Film olanı değil. onu evde insanlar sevgilileriyle izlesinler. Gerçi Rachel Weisz oynuyormuş, belki izlerim bir ara bilmiyorum. Aha Ryan Reynolds isimli firavun tipli adam da oynuyomuş. Asla izlemem.
Neyse, efendim biliyorsunuz, Manchester menşeili gruplara hafiften zaafım var. Hatta öyle zaafım var ki "menşei" kelimesini kullanmaktan da asla çekinmeyerek, Mareşal Fevzi Çakmak kelime haznesine sahip olduğumu belirtmekten de çekinmiyorum.
Tahminlerime göre, satın aldığım Iron Maiden vesaire kasetlerinden sonra satın aldığım ilk yabancı kaset de budur. Aslında Iron Maiden dinlemeye başlamam da ilginç. Dükkana aslen Kylie Minoque albümü almaya girip de Iron Maiden satın alıp çıkmıştım. Yalnız güneş şahitti bu duruma o yüzden kimseye kanıtlayabilecek delilim yok elimde. Güneş de şahit değildi aslında, Emrahsever okurların suratlarına ufacık da olsa bir gülümsemeye sebep olduysam ne mutlu bana. Hayattaki ufak mutluluklardan zevk almayı bilmek gerekiyor. Ayrıca "çeşit çeşit insan var" diyerek iyice klişe bataklığına saplanıp bu yazıya bir cümle daha eklememe konusunda ciddi düşünceler içerisindeyim. Sırf Liam Gallagher'ın, yırtılan kağıt ses tonu için devam edeceğim.

** Yapılacak işler **
**A)** Kayıtlarda "target: ball pit" ifadesini içeren satırla açılıp kayıtların sonuyla biten bölümü, boş satırları dışarıda bırakarak numaralı bir liste olarak yazın.
**B)** Manchester gruplarına duyulan zaafı ve alınan ilk yabancı kaseti anlatan yazıyı, gösterilen son cümlenin ardından sürdürün.
Bu yazıyla aşağıdaki kayıtlar arasında hiçbir ilgi yoktur.

** Girdi **
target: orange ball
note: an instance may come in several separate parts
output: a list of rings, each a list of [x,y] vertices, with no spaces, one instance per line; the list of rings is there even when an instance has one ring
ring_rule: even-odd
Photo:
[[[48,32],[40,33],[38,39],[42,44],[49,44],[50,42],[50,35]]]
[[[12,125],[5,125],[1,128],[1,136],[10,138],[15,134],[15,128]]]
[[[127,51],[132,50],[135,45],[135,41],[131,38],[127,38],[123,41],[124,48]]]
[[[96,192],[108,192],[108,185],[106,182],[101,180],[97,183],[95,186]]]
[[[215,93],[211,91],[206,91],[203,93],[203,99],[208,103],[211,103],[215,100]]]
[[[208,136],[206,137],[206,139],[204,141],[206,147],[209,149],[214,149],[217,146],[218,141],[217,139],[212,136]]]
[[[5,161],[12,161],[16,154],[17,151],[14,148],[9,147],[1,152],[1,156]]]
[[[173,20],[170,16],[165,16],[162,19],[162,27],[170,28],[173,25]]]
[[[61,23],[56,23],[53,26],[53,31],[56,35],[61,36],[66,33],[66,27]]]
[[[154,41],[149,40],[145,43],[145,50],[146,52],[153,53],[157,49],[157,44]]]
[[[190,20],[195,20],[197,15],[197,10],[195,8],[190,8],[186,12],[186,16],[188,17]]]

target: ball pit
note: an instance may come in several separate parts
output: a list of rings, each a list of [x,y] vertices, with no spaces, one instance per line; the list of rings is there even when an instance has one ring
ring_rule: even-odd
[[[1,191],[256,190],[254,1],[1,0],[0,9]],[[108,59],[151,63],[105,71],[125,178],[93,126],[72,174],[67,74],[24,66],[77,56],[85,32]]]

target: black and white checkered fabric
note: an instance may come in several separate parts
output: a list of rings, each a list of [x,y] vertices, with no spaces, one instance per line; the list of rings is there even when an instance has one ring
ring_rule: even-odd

** Yanıtlar **
**A)**
1. target: ball pit
2. note: an instance may come in several separate parts
3. output: a list of rings, each a list of [x,y] vertices, with no spaces, one instance per line; the list of rings is there even when an instance has one ring
4. ring_rule: even-odd
5. [[[1,191],[256,190],[254,1],[1,0],[0,9]],[[108,59],[151,63],[105,71],[125,178],[93,126],[72,174],[67,74],[24,66],[77,56],[85,32]]]
6. target: black and white checkered fabric
7. note: an instance may come in several separate parts
8. output: a list of rings, each a list of [x,y] vertices, with no spaces, one instance per line; the list of rings is there even when an instance has one ring
9. ring_rule: even-odd

**B)**
Öncelikle Britpop Wars'a girmiyorum. Blur vs. Oasis,ya da Pulp falan yapmayalım yani. Ha katı kurallar çerçevesinde Oasis'i tercih ederim herkesin hayatına kimse karışamaz, ben oasis dinlerim, şo bağyan Blur dinler, bo bağyan Pulp dinler o ayrı bir konu. Normalde İngiliz Aksanı hastası biri olmama ve Damon Albarn'ın müzik yeteneğine saygı duymama rağmen malesef "poaklayf" dediği an suratına permatik jilet atmak istiyorum, ama bu konuda ustalaşmış travestilere yerimi bırakmayı tercih ederim.
İlk dinlediğim Oasis şarkısının Live Forever olduğunu tahmin ediyorum. Of sıkıldım, şimdi buraya kadar okuyun, sonra devam ederim. Bu yüzden görsel olarak Muppet Show'da "mimimimimi" yapan arkadaşı koyuyorum sonra albüm kapağını koyarım. Ama favori(gözde karakter) karakterim, ya Animal ya da Sgt. Floyd Pepper olsa gerek. Hay allahım ya, zaten bikaç yıl sonra adımı Sgt. Floyd Pepper şeklinde değiştireceğim, Monteyn ne lan? İyi ki zengin, çevik ve ahlaksız yetiştirildik. Bir insanın tipi bu kadar havalı olamaz. Zaten öyle bir grup düşünün ki tek bir üyesi bile duruşundan ödün vermesin, istisnasız olarak herkes mi ağır abi olabilir bir müzik grubunda. İlla maymun eleman oluyor normalde, illa muhteşemliği dağıtan bir varlık oluyor.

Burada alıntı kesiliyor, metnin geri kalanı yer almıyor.